**Tasks for this exercise**
• 1. Please rewrite the stretch of the Crimson Tide review from "This way the" through "a happy ending.", swapping "menace" for "threat".
• 2. In the Crimson Tide review, which two hits are named as the work of Don Simpson and Jerry Bruckheimer?

LIKE many politicians, Hollywood has been discombobulated by the end of the cold war, which provided a set of social and political certainties that allowed filmmakers to bypass original thought where international intrigue was concerned. Not surprisingly, two of moviedom's most successful producers -- the unstoppable Don Simpson and Jerry Bruckheimer, purveyors of ''Top Gun'' and ''Beverly Hills Cop,'' among other hits -- have figured out a way to fill this gap.
''Crimson Tide,'' their latest action-adventure epic, begins with a TV reporter telling us that a nasty Russian insurgent has seized a bunch of nuclear weapons aimed at international targets, and is threatening to kick off Armageddon if anyone interferes with his revolution.
This way the picture can scare us with the menace of Russian missiles, just as movies did in the bad old days when Mutual Assured Destruction was policy in East and West alike. But at the same time, it can hold out the possibility that new-style Russians, more benign than their communist forebears, will defuse the revolutionary's scheme and bring us all to a happy ending.

Natural-language object grounding data:
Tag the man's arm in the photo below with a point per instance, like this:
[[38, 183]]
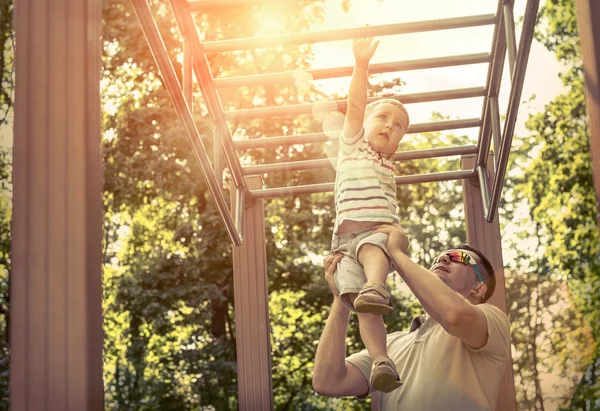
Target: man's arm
[[451, 310], [333, 377], [357, 95]]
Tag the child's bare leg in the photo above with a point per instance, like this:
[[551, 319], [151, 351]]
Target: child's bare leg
[[374, 262], [384, 375], [374, 298], [373, 334]]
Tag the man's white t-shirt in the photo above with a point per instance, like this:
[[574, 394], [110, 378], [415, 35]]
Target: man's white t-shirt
[[439, 371]]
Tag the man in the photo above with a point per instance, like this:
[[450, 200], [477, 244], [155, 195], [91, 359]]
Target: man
[[453, 357]]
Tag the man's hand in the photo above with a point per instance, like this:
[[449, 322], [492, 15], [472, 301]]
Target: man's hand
[[398, 240], [364, 50], [330, 264]]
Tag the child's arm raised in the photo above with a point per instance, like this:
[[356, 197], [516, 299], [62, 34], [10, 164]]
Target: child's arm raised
[[357, 96]]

**Solutions for each task**
• 1.
This way the picture can scare us with the threat of Russian missiles, just as movies did in the bad old days when Mutual Assured Destruction was policy in East and West alike. But at the same time, it can hold out the possibility that new-style Russians, more benign than their communist forebears, will defuse the revolutionary's scheme and bring us all to a happy ending.

• 2. "Top Gun" and "Beverly Hills Cop."